[Task input — start]
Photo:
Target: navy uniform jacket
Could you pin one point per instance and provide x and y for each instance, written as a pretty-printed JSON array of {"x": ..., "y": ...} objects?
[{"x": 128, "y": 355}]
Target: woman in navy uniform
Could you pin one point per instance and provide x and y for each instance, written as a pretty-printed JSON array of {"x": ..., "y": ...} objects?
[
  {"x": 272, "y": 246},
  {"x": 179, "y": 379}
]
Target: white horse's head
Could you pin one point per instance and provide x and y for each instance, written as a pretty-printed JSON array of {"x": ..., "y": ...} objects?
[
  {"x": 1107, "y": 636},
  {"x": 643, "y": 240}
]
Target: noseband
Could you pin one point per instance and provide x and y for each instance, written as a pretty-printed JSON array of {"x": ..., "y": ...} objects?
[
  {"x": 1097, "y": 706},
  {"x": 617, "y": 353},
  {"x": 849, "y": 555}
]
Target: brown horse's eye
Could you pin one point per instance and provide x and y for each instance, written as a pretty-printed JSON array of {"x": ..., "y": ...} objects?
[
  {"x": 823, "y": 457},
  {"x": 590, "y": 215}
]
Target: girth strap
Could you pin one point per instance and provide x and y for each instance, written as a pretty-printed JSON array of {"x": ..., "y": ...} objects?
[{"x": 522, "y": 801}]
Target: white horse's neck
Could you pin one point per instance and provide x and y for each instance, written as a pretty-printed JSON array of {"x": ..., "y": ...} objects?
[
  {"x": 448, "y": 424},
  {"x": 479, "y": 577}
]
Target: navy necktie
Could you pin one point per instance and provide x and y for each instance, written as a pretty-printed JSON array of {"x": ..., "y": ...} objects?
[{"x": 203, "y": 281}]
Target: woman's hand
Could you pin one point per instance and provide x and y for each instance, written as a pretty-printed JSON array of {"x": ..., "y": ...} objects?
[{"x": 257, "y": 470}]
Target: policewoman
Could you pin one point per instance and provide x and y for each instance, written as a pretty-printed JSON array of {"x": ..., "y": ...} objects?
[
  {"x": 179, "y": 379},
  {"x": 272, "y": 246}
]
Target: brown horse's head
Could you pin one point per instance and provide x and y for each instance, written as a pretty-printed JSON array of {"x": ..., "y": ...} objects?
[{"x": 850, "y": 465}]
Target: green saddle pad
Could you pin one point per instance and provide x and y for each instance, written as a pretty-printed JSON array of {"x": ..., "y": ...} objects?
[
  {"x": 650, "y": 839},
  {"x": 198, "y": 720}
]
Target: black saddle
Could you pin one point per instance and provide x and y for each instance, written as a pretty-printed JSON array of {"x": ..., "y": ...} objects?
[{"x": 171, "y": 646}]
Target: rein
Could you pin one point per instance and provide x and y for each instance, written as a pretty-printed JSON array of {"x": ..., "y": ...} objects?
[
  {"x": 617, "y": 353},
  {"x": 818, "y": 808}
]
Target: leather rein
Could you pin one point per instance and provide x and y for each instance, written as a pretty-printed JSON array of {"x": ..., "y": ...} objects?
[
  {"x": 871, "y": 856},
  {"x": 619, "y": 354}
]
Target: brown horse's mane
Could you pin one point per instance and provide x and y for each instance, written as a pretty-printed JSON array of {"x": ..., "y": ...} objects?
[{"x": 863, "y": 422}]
[Task input — finish]
**Instructions to follow:** If a line in the records includes the string "white", copy it.

**Response for this exercise:**
Target: white horse's head
Target: white horse's neck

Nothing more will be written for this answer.